◆ **Stated exercise**
Rewrite the lines from the line with "it: point(63, 252)." to the line with "point(291, 162)", requests included. Shift every answer coordinate by adding 101 to each of its numbers.

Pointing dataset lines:

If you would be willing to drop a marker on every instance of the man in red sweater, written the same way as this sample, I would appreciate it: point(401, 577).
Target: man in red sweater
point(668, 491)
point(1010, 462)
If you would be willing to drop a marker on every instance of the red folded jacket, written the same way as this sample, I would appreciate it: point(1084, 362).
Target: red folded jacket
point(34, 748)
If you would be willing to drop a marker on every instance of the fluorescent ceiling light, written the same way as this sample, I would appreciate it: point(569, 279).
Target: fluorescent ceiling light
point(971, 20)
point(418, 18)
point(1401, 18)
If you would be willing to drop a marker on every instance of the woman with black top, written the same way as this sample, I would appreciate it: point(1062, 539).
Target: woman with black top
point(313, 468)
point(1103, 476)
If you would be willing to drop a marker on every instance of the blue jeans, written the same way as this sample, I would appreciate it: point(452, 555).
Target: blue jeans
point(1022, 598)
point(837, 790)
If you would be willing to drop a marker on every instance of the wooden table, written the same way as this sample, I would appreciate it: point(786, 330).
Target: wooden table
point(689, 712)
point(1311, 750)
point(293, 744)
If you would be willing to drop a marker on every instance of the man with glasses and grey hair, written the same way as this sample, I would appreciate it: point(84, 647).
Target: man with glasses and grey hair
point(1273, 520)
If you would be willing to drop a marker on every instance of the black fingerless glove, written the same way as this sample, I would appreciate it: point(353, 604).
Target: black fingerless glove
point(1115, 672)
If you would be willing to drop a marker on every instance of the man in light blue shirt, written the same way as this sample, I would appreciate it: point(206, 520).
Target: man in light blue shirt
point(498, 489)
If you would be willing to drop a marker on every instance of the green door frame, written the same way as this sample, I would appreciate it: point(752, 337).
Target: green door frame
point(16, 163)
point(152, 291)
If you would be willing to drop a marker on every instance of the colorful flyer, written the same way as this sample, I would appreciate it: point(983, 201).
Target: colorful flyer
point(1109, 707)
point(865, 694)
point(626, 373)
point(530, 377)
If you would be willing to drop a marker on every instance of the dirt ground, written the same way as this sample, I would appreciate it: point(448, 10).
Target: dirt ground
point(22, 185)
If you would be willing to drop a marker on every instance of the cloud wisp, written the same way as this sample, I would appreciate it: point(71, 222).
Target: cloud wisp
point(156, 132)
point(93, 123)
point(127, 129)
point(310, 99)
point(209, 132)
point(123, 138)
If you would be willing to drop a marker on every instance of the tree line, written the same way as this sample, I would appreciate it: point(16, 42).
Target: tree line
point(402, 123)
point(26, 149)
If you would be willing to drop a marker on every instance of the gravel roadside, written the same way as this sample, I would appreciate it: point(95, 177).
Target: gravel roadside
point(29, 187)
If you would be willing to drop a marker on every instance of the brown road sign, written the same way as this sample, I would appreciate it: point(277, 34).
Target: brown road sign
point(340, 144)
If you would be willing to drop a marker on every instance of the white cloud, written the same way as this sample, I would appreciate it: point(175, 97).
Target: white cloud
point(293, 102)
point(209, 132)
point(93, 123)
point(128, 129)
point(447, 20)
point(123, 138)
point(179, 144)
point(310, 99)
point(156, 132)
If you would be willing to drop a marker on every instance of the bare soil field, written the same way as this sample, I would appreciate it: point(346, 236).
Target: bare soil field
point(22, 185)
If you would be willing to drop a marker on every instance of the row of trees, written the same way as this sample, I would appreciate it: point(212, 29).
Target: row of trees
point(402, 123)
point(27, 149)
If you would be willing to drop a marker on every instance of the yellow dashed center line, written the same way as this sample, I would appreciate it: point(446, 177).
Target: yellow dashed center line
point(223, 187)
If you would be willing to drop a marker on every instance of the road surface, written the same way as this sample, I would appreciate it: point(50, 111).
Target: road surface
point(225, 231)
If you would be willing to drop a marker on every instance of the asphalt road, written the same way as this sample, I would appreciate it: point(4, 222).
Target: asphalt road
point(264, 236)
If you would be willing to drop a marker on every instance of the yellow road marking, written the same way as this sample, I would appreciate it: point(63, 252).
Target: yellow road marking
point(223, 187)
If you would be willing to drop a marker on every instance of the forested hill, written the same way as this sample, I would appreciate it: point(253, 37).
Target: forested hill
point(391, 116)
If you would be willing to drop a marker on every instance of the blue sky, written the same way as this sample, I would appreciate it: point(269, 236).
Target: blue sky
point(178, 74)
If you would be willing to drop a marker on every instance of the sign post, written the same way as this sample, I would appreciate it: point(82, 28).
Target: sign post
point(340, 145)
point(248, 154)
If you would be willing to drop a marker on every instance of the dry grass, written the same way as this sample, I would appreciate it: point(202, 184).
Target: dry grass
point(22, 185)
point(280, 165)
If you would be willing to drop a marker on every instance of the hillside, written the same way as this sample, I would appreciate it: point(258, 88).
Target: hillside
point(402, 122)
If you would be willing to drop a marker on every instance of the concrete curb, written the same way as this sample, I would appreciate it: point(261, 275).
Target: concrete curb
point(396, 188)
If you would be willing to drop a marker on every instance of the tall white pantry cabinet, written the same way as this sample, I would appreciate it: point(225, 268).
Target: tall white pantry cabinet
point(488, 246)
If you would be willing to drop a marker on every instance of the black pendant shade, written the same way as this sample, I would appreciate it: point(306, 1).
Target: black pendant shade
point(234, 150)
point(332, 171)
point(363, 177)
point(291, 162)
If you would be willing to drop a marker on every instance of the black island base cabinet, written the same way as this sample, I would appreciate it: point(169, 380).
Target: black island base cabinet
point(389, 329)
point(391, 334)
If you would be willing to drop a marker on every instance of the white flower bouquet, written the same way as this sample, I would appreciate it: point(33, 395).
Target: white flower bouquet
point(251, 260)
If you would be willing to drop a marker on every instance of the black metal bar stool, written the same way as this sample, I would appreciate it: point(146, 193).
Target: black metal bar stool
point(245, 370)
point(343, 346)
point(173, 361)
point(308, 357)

◆ **Solution for this problem**
If you would be willing to drop a marker on every instance of the yellow road marking, written the same way as this sample, I would appreciate it: point(63, 252).
Target: yellow road marking
point(324, 288)
If you would be willing to drop a marker on every instance of the forested hill, written the same way as this sample, I would appreciate it: point(253, 37).
Target: forested hill
point(492, 217)
If you would be willing to drop a marker on every instance of the blue sky, written the same way as this sample, I would appreciate it: point(269, 236).
Target: blue sky
point(279, 175)
If you would be willing to drop a marker on every instance of the sign post, written the same way as this sample, I would appreciate it: point(82, 28).
Target: sign post
point(441, 246)
point(349, 255)
If you would be willing to drop a marker on every instance of the dry grass, written the same way as this sample, I would appreciate it: point(202, 184).
Target: dry grass
point(123, 286)
point(381, 266)
If you would be willing to drop a marker on every instance of the hillside, written the same way as this sample, I would appreciate it: point(258, 88).
Target: hillside
point(503, 223)
If you would be willing to drop a marker on every instance of the concrete curb, written the same way as this sample, I would appreciate it: point(261, 275).
Target: concrete curb
point(497, 289)
If you would be willing to drop a marker on every instance of the tall white pantry cabinet, written the same way as this sample, I would appreciate it: point(225, 268).
Target: tall white pantry cabinet
point(589, 347)
If you would be willing to drop a marker on every instance of the black pendant shade, written the same way as this sample, I would appreciate it: point(306, 1).
Target: black pendant shade
point(335, 251)
point(433, 272)
point(464, 278)
point(392, 263)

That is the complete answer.